=== PROBLEM TO SOLVE ===
Everything from the line that contains "rough mask: <svg" to the end of the data below is to be reproduced verbatim; leave all else out.

=== EXCERPTED DATA ===
- - -
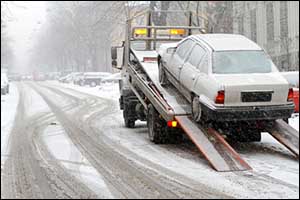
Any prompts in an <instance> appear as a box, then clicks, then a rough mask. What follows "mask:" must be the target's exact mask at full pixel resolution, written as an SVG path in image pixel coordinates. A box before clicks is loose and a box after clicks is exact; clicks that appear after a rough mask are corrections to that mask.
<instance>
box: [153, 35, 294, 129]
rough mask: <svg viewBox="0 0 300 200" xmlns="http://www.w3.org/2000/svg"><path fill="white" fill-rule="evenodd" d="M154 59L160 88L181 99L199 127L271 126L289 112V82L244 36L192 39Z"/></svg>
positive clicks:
- - -
=== ANSWER SPACE ===
rough mask: <svg viewBox="0 0 300 200" xmlns="http://www.w3.org/2000/svg"><path fill="white" fill-rule="evenodd" d="M154 59L160 88L181 99L199 127L271 126L289 112V82L244 36L192 39Z"/></svg>
positive clicks:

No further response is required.